** DATA EXCERPTS follows **
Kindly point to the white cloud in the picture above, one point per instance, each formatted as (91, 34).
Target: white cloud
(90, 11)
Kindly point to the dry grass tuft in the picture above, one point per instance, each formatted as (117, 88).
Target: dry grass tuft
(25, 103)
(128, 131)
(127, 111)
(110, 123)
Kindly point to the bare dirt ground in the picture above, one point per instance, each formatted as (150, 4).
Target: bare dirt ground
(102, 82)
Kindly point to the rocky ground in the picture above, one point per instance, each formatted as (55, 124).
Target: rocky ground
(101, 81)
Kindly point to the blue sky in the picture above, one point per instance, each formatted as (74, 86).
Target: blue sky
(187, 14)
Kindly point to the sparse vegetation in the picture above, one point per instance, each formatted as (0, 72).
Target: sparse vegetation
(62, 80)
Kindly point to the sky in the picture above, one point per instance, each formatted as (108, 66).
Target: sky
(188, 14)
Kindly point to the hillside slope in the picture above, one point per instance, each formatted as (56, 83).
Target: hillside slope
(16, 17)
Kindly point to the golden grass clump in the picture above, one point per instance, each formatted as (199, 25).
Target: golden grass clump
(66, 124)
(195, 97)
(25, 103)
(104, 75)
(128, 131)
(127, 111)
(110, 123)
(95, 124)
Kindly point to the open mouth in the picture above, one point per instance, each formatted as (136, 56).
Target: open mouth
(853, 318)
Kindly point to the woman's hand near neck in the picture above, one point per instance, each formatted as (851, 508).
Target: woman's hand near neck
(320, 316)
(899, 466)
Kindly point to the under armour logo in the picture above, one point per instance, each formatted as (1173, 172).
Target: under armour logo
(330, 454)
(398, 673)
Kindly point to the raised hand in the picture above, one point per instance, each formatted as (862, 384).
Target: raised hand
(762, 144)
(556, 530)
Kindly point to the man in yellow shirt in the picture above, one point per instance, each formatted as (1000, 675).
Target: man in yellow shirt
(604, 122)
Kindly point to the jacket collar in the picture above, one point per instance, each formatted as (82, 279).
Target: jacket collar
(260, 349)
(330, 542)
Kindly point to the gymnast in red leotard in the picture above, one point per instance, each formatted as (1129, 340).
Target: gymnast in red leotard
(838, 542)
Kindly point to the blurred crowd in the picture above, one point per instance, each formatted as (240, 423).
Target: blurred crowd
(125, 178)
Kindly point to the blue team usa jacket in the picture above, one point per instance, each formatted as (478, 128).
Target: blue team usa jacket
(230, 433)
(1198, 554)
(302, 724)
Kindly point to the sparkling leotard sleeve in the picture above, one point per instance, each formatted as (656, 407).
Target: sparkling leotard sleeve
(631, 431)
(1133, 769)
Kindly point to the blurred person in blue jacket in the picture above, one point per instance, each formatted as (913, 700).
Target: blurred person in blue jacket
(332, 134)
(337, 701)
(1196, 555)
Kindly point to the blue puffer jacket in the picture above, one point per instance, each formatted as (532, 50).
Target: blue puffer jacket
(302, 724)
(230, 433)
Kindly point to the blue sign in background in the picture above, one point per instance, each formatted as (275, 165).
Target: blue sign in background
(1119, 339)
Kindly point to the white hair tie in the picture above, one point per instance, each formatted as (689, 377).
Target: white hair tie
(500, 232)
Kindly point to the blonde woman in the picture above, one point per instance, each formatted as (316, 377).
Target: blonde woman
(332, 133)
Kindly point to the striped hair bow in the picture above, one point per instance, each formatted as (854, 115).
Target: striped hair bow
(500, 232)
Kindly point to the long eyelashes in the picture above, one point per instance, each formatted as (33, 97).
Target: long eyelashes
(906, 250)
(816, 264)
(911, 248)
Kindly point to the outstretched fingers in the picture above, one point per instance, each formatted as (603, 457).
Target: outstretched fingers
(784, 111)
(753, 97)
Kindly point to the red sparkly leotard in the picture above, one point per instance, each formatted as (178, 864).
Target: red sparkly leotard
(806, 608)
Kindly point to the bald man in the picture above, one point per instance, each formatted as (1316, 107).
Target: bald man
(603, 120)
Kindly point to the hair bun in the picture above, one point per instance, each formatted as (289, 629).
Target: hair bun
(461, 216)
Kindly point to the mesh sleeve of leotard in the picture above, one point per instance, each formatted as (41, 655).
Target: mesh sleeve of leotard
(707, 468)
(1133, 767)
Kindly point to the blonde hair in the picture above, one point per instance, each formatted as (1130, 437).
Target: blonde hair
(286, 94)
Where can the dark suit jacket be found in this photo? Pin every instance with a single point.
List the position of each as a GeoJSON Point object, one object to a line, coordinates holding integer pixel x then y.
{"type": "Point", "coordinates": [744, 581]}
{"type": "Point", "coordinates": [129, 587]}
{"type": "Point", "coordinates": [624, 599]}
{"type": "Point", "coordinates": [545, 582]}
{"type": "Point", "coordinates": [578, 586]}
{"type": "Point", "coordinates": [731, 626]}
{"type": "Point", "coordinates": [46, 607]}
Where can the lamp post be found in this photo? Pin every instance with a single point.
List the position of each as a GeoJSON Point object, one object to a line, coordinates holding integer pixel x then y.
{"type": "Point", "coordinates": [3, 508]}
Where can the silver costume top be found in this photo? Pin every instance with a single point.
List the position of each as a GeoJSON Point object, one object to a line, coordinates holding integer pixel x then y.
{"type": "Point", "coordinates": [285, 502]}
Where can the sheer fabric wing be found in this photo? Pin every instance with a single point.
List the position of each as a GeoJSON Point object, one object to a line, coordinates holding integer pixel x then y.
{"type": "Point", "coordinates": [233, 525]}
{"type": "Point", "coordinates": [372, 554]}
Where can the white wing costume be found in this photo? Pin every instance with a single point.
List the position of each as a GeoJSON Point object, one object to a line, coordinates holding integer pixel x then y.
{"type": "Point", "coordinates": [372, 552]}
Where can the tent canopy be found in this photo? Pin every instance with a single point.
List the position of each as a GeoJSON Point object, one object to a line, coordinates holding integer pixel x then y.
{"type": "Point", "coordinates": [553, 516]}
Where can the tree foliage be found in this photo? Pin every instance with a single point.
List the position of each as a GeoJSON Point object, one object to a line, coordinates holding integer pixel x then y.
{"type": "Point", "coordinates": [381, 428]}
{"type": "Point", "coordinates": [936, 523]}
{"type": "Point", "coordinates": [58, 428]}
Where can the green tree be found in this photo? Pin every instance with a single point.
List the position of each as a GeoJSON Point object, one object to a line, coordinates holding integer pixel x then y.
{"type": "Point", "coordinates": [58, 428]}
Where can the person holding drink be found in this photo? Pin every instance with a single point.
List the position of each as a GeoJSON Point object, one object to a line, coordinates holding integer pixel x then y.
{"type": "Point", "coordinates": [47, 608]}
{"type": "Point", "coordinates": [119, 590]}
** End of DATA EXCERPTS **
REQUIREMENT>
Retype the entire listing without altering anything.

OUTPUT BELOW>
Kindly point to the white cloud in the picture above, one point per instance, each formatted as (91, 34).
Target: white cloud
(90, 11)
Kindly point to the dry grass tuft in the picture above, one point per instance, each formatted as (117, 88).
Target: dry grass tuft
(25, 103)
(128, 131)
(127, 111)
(110, 123)
Kindly point to the bare dirt ground in the picture above, one point per instance, each formatted as (150, 4).
Target: bare dirt ground
(102, 82)
Kindly point to the rocky ground in the picture above, one point per instance, each formatted as (55, 124).
Target: rocky ground
(101, 81)
Kindly point to the blue sky in the picture above, one point per instance, each formatted as (74, 86).
Target: blue sky
(187, 14)
Kindly point to the sparse vegetation in the picture above, one point per instance, each formatted as (0, 72).
Target: sparse vegetation
(62, 80)
Kindly point to the sky in the picture above, one point per instance, each formatted as (108, 66).
Target: sky
(188, 14)
Kindly point to the hillside slope in the picture above, one point per instance, each formatted as (56, 83).
Target: hillside slope
(16, 17)
Kindly point to the golden grass clump in the picture above, one point per instance, each formatted as (199, 25).
Target: golden grass clump
(66, 124)
(195, 97)
(25, 103)
(104, 75)
(128, 131)
(127, 111)
(110, 123)
(95, 124)
Kindly point to the open mouth in the picture above, one point per instance, each formatted as (136, 56).
Target: open mouth
(853, 318)
Kindly point to the woman's hand near neck in the picture above, one point per instance, each formatted as (851, 508).
Target: woman's hand near neck
(320, 316)
(899, 466)
Kindly point to the under armour logo in the picture above, one point per instance, each formatted as (1173, 172).
Target: under armour logo
(330, 454)
(398, 673)
Kindly point to the raised hand in the picture above, one point per instance, each formatted as (862, 384).
Target: raised hand
(762, 144)
(556, 530)
Kindly point to the man in yellow shirt in the picture above, one point per instance, each formatted as (1000, 675).
Target: man in yellow shirt
(604, 122)
Kindly point to the jacket collar in the picture above, one point per instance, each formatted as (82, 279).
Target: jacket collar
(260, 349)
(330, 542)
Kindly point to the gymnast in red leotard in the picture above, one point per instance, each formatted as (1129, 340).
Target: gymnast in red leotard
(838, 542)
Kindly point to the blurred crowd in the picture above, one point per instance, each formatted as (240, 423).
Target: blurred crowd
(125, 178)
Kindly point to the blue team usa jacket in the picture above, one point per instance, each formatted as (478, 128).
Target: blue team usa jacket
(230, 433)
(1198, 554)
(302, 724)
Kindly point to the sparkling leotard sleeve in the picture above, one point per instance, each formatted as (656, 407).
Target: sparkling leotard sleeve
(631, 431)
(1133, 769)
Kindly point to the blurred person in blue jacket in the picture above, one point per instance, each formatted as (913, 700).
Target: blurred person in blue jacket
(332, 134)
(337, 701)
(1196, 555)
Kindly point to the blue puffer jacket in the picture above, one point per instance, each formatted as (532, 50).
Target: blue puffer jacket
(302, 724)
(230, 433)
Kindly point to the blue sign in background in the picture above, one point per instance, each formatted as (275, 165).
Target: blue sign in background
(1119, 339)
Kindly point to the white hair tie in the picture above, one point per instance, each formatted as (689, 377).
Target: white hair tie
(500, 232)
Kindly point to the blonde woman in the picture above, one point per instance, each formatted as (316, 377).
Target: blonde woman
(332, 133)
Kindly point to the striped hair bow in the picture above, one point per instance, each formatted as (854, 115).
Target: striped hair bow
(500, 232)
Kindly point to the long eyelashes in the picture above, one point per instance, each formatted as (33, 97).
Target: long eyelashes
(906, 250)
(816, 264)
(911, 248)
Kindly point to the outstretched fingers in the picture above, one point per instance, each formatted as (603, 457).
Target: outstretched fingers
(784, 111)
(753, 97)
Kindly point to the red sparkly leotard in the picture above, one point per instance, each formatted as (178, 864).
Target: red sparkly leotard
(806, 608)
Kindly point to the bald man in the picture above, one point per instance, each formatted as (1316, 107).
Target: bald man
(603, 120)
Kindly point to the hair bun in the picture above, one point per instance, each formatted as (289, 629).
Target: hair bun
(461, 216)
Kindly point to the mesh sleeve of leotard in the picture above, one point per instance, each formatted as (41, 655).
Target: mesh sleeve of leotard
(707, 468)
(1133, 767)
Kindly point to the blonde hair in the picture above, one point per instance, each formatted as (1130, 437).
Target: blonde hair
(286, 94)
Where can the dark suit jacket be found in this photo? Pin every instance with a single point.
List the position of each as a GeoJSON Point object, one object to a line, coordinates holding integer pixel x then y.
{"type": "Point", "coordinates": [744, 581]}
{"type": "Point", "coordinates": [129, 587]}
{"type": "Point", "coordinates": [624, 599]}
{"type": "Point", "coordinates": [545, 582]}
{"type": "Point", "coordinates": [578, 586]}
{"type": "Point", "coordinates": [731, 626]}
{"type": "Point", "coordinates": [46, 607]}
Where can the lamp post be found in this photo? Pin every instance with a single point.
List the position of each as a GeoJSON Point object, one object to a line, coordinates holding integer pixel x then y.
{"type": "Point", "coordinates": [3, 508]}
Where can the silver costume top be found in this photo? Pin every instance with a single point.
List the position of each as a GeoJSON Point object, one object to a line, coordinates holding integer pixel x then y.
{"type": "Point", "coordinates": [285, 502]}
Where can the sheer fabric wing be found in this photo? Pin every instance with a single point.
List the position of each as a GeoJSON Point object, one object to a line, coordinates holding integer pixel x then y.
{"type": "Point", "coordinates": [233, 525]}
{"type": "Point", "coordinates": [372, 554]}
Where can the white wing costume be found in this photo? Pin every instance with a single point.
List the position of each as a GeoJSON Point object, one object to a line, coordinates holding integer pixel x then y.
{"type": "Point", "coordinates": [372, 552]}
Where can the tent canopy be found in this photo? Pin every instance with a single point.
List the position of each as a GeoJSON Point object, one object to a line, coordinates holding integer pixel x then y.
{"type": "Point", "coordinates": [553, 516]}
Where can the tree foliage be found in this photo? Pin every instance with a single point.
List the position of each as a GeoJSON Point object, one object to a line, coordinates holding integer pixel x then y.
{"type": "Point", "coordinates": [381, 428]}
{"type": "Point", "coordinates": [936, 523]}
{"type": "Point", "coordinates": [58, 428]}
Where can the green tree be found in this photo? Pin every instance with a single point.
List the position of each as a GeoJSON Point object, one object to a line, coordinates holding integer pixel x then y.
{"type": "Point", "coordinates": [58, 428]}
Where can the person holding drink be found in this photo? Pin every instance with a single point.
List the position of each as a GeoJSON Point object, one object to a line, coordinates holding integer pixel x then y.
{"type": "Point", "coordinates": [47, 608]}
{"type": "Point", "coordinates": [119, 590]}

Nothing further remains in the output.